▶ _Problem statement_
Please repeat the records below word for word, omitting the pictures from your answer.

▶ _Collected data entries_

-*-

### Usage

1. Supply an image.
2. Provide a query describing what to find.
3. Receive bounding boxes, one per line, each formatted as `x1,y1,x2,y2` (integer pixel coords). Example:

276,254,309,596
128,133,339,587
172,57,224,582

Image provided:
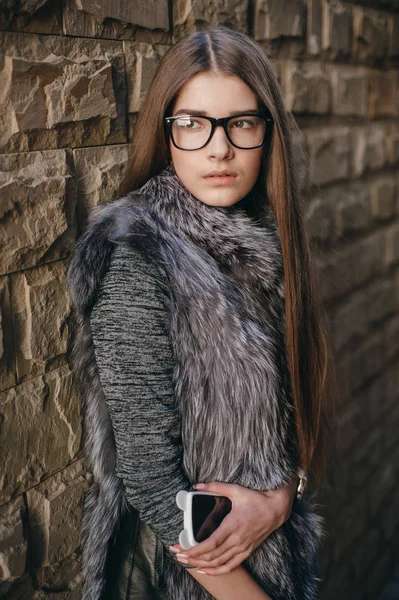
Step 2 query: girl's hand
170,477,298,575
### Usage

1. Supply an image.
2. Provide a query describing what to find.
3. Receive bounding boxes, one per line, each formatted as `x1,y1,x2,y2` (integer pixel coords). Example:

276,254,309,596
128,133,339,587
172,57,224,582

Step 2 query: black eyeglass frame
164,113,274,152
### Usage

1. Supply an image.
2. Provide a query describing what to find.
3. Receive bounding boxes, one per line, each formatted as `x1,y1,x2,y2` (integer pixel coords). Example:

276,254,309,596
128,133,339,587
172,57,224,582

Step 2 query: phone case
176,490,225,550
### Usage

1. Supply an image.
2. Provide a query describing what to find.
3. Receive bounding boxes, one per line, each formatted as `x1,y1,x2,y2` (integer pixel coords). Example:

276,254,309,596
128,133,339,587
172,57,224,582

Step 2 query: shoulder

-*-

▶ _Response_
### Usage

1. Supply an image.
2. Provide a query describing what to find.
3. Receive bounding boxes, one per line, each formatted as `x1,y1,x2,y2` (integer pixel coords). Example:

276,254,309,596
128,133,339,587
172,57,224,582

Image provided:
Step 2 query: girl's hand
170,477,298,575
### Usage

1. Supply an image.
2. Provide a query describing what to find.
3. Receive bounding boxes, one per line, each formatted as `x1,y1,x2,y2` (integer pixel coords). Example:

276,254,309,596
128,133,339,587
172,57,224,582

Step 2 query: black eyeglass frame
164,113,274,152
### Usage

1. Supply an image.
2. Provide a query describing what to find.
3. Receive bounding boxes, one per line, each formatted as `x1,y1,x2,y2` (integer pixel coords). Example:

276,254,309,596
128,133,339,587
172,57,224,582

Step 2 query: phone case
176,490,225,550
### Usage

1. Supply an image.
2. Provide a query describing what to find.
3. Receive bounding boxes, one per line, each formatted as `x1,y1,x2,y2` (integer pixel coords). Example:

276,254,309,596
128,133,339,587
172,57,224,582

Step 2 query: shoulder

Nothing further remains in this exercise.